*The exercise:*
Please copy the passage on Sapru word for word, everything from "Tuesday 21 June" down to "as the dodo.".
#### Provided text ####
Tuesday 21 June 2022

D. A Low & Sapru's stupidity

 Tej Bahadur Sapru was a clever lawyer who played a big role in various constitutional reforms in the inter-war years.  However, his own political influence and that of the Liberals tended to diminish in direct proportion to his activity. His contemporaries viewed him as a useful fellow- he might get you off a murder charge if your beat your maid servant to death by finding obscure Irish legal precedents regarding corpus delecti- and an honest enough intermediary- but one attached to a Victorian social order which was as dead as the dodo. 

D.A Low, some 55 years ago, argued that Sapru had been overlooked. He suggested that 

1) it was Sapru more than anyone else who helped Reading annihilate the Non Cooperation Movement. But this would only hold true if Sapru was very cunningly giving Gandhi enough rope to hang himself. In other words, Sapru only mattered if he was a rogue. But he wasn't a rogue. He genuinely wanted a Round Table Conference. It was Gandhi who overplayed his hand. Low does offer an alternative argument- viz Gandhi surrendered due to pressure from moderates like Sapru. In other words Sapru is a genius who gets Reading to adopt the moderate position and then is so powerful that Gandhi surrenders to him. But Sapru wasn't powerful at all. Reading was vindicated. He didn't need Sapru any longer because the Khilafatis had come to know that he had done more for them than the maha-crackpot. So Sapru ceases to be Law Member. Reading returns home as an influential voice against Dominion Status or even (what Low says Sapru thought was equivalent) a 'responsible' Federal Executive (i.e. one responsible to an elected Legislature). The problem here is that that Legislatures can be 'elected' in many very different ways. Dow suggests that Sapru thought it would only be elected in one way or, more bizarrely, that there is only way any Legislative body can be elected. But that's obviously not true. In particular, the Princes and the 'minorities' could have been given a permanent majority at the Center.
#### Data section ####
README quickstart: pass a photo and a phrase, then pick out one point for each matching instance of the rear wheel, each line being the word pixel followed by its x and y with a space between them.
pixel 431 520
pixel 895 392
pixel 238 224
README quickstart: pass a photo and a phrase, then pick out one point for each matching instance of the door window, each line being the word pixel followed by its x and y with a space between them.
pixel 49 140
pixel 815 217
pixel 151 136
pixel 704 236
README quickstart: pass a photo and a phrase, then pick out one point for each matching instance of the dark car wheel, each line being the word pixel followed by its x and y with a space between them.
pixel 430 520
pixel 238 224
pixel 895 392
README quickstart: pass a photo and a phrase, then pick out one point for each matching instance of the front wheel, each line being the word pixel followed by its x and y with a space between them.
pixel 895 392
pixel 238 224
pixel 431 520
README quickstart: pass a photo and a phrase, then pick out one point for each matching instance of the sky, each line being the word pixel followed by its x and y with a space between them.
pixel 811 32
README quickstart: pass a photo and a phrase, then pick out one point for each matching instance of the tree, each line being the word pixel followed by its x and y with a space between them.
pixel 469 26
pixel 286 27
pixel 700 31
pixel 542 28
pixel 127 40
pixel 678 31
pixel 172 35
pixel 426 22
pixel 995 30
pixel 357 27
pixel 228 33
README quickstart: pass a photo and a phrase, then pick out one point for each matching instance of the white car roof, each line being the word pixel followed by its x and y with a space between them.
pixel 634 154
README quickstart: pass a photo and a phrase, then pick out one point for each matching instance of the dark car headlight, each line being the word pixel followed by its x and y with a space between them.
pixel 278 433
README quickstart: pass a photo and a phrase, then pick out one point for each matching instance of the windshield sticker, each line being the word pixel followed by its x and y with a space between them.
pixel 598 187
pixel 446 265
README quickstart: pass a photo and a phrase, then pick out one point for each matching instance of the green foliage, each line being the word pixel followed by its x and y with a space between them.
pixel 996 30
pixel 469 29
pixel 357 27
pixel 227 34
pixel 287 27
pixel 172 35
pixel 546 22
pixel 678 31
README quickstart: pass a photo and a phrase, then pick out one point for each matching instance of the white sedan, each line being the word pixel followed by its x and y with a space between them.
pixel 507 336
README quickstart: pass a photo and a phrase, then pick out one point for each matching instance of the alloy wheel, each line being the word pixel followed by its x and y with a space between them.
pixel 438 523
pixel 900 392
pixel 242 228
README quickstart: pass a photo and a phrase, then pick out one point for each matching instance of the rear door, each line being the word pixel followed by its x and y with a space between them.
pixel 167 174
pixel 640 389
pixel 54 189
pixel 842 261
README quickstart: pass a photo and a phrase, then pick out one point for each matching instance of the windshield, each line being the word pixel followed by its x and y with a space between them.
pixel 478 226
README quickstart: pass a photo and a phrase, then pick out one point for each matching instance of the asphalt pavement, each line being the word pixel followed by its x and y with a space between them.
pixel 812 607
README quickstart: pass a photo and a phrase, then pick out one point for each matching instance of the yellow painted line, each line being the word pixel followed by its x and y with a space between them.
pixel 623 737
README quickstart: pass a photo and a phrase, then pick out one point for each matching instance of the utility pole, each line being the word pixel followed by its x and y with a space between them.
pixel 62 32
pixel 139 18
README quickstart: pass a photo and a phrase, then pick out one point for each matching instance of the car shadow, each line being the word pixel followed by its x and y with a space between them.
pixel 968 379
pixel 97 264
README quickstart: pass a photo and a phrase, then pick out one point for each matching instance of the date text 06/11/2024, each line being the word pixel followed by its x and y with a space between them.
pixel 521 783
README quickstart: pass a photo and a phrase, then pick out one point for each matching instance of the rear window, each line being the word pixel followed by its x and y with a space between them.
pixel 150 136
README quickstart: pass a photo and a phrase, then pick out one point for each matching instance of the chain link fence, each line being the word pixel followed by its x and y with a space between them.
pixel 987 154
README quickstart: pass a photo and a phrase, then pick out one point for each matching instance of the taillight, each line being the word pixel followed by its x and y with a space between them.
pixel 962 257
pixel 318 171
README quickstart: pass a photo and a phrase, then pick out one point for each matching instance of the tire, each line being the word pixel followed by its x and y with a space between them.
####
*Output for this task:*
Tuesday 21 June 2022

D. A Low & Sapru's stupidity

 Tej Bahadur Sapru was a clever lawyer who played a big role in various constitutional reforms in the inter-war years.  However, his own political influence and that of the Liberals tended to diminish in direct proportion to his activity. His contemporaries viewed him as a useful fellow- he might get you off a murder charge if your beat your maid servant to death by finding obscure Irish legal precedents regarding corpus delecti- and an honest enough intermediary- but one attached to a Victorian social order which was as dead as the dodo.